Excerpt:
--

Balto. Co. panel tags 13 sites at Sheppard Pratt for preservation

Hospital officials oppose listing of all buildings

April 13, 2002|By Gerard Shields | Gerard Shields,SUN STAFF

Thirteen of 14 sites on the campus of Sheppard Pratt Hospital have been recommended to Baltimore County as historic landmarks, possibly interfering with the hospital's redevelopment plans.

The county Landmark Preservation Commission sided late Thursday night with Towson preservationists who wanted all 14 sites designated as historic.

The matter goes before the County Council, which will have final say on the designation. If approved, the hospital would need county approval to alter any of the selected structures.

"I think we made a positive first step," said Jeff Lees, a Towson architect who nominated the sites for historic designation. "The County Council has to approve it, and that's still a hurdle."

Sheppard Pratt officials appeared dejected by the 15-member commission's ruling. The hospital had agreed on designating seven of the sites historic landmarks but balked on the remaining seven.

During the past year, Sheppard Pratt has leased some of its land for the construction of apartments for students at Towson University. It has also sold 14.5 acres to GBMC Healthcare Inc., parent company of Greater Baltimore Medical Center, for a medical pavilion.

Most recently, Sheppard Pratt announced an ambitious $80 million plan to build an addition and renovate two aging wings. Hospital officials told commission members that keeping the other seven sites from being designated historic would give the hospital flexibility in using the campus to help provide psychiatric treatment.

"The hospital mission is not to preserve buildings, but to provide health care," said Robert A. Hoffman, an attorney for the hospital.

Asked whether the historic designation could jeopardize the proposed development on the 111-year-old North Charles Street campus, Hoffman replied: "Absolutely."

In casting his votes to recommend the sites as historic, commission member W. Boulton Kelly admonished the hospital.

"We're trying to say, `Respect some of this [history] more,'" Kelly said.

Recommended for historic designation are Sheppard Pratt's A and B wings; its power plant; the admissions building with connecting wings; a 1924 barn and silos; a gazebo and wood bridge; a stone bridge; the stone Gatehouse; the Casino Building; Norris Cottage; and two springhouses.

The only building not placed on the list was the hospital's receiving building.

Councilman Wayne M. Skinner, who represents the Towson area, said yesterday that he would urge that four of the approved sites be removed from the list: the barn, the admissions building, the power plant and the stone bridge.

Skinner said he would like to save the barn silos and the admissions buildings' connecting wings. Hospital officials welcomed the proposal.

"If the council follows Wayne's recommendation, the hospital can live with the structures on the list," Hoffman said.

--

Data:
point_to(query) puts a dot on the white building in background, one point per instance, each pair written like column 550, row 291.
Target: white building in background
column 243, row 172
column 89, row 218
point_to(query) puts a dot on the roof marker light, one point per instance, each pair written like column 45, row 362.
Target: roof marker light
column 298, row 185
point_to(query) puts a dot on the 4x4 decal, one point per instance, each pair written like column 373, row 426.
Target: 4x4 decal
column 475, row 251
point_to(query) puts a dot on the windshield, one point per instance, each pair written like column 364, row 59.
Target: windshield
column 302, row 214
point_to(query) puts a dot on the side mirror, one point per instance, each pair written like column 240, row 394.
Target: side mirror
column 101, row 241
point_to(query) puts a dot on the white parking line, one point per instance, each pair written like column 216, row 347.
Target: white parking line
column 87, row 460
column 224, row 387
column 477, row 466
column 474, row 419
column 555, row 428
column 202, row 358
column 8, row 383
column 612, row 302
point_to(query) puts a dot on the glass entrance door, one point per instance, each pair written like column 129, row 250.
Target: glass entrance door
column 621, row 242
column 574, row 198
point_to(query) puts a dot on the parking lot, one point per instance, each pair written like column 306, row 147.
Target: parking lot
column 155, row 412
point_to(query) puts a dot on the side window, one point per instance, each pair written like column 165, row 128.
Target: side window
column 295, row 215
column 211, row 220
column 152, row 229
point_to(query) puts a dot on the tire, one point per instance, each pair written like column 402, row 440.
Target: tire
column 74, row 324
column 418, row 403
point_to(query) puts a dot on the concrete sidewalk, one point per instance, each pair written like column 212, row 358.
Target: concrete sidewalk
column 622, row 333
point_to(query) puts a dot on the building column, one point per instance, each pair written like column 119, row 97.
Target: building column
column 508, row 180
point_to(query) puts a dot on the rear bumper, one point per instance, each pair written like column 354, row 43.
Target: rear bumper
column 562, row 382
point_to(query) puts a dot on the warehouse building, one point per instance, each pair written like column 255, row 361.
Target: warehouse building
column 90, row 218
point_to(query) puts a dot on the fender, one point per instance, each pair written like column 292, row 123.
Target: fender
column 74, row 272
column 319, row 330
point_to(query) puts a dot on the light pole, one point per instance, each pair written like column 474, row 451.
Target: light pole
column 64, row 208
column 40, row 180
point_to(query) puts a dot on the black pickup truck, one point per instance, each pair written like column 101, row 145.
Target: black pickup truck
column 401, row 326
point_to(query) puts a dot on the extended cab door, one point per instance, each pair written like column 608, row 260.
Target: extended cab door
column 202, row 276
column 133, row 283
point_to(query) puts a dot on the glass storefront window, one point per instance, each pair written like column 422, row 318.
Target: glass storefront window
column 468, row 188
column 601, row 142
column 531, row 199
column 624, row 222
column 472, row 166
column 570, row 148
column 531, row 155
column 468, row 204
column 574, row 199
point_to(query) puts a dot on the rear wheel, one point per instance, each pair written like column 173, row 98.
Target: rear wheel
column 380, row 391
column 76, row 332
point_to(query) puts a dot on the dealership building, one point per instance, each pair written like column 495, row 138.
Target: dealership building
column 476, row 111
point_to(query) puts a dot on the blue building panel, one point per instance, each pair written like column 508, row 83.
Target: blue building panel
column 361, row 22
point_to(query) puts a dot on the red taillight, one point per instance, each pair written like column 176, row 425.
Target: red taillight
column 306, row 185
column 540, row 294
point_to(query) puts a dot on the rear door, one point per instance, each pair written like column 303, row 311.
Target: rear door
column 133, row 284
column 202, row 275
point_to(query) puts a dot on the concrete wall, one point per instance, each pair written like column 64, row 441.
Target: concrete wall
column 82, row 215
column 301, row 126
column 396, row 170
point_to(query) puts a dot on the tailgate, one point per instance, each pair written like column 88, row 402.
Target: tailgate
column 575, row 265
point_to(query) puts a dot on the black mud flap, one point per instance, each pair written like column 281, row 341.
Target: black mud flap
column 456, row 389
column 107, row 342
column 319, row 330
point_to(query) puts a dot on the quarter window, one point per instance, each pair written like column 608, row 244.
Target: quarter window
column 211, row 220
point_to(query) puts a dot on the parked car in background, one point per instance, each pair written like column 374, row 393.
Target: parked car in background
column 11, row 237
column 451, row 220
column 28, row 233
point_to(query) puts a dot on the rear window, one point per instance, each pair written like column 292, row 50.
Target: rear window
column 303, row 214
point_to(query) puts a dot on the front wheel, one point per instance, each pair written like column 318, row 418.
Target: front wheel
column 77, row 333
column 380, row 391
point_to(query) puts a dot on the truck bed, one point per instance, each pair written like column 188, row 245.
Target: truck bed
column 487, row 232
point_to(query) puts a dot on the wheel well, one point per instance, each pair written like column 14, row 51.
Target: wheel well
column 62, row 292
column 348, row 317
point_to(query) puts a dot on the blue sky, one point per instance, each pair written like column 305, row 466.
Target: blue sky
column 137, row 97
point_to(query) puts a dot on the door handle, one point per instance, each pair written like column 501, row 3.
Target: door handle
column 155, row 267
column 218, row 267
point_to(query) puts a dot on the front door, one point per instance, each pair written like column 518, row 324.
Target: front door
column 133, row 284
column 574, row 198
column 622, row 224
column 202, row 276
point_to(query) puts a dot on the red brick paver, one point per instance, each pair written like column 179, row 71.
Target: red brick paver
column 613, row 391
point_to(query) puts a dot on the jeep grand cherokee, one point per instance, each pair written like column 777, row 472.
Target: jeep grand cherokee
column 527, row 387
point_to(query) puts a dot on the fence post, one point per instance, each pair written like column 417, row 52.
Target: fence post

--

Exercises:
**1)** According to the Sheppard Pratt article, which building was the only one not placed on the list for historic designation?
**2)** Reproduce the Sheppard Pratt article word for word, from "Most recently, Sheppard" up to and including "admonished the hospital.".

Answers per task:
**1)** The hospital's receiving building.

**2)**
Most recently, Sheppard Pratt announced an ambitious $80 million plan to build an addition and renovate two aging wings. Hospital officials told commission members that keeping the other seven sites from being designated historic would give the hospital flexibility in using the campus to help provide psychiatric treatment.

"The hospital mission is not to preserve buildings, but to provide health care," said Robert A. Hoffman, an attorney for the hospital.

Asked whether the historic designation could jeopardize the proposed development on the 111-year-old North Charles Street campus, Hoffman replied: "Absolutely."

In casting his votes to recommend the sites as historic, commission member W. Boulton Kelly admonished the hospital.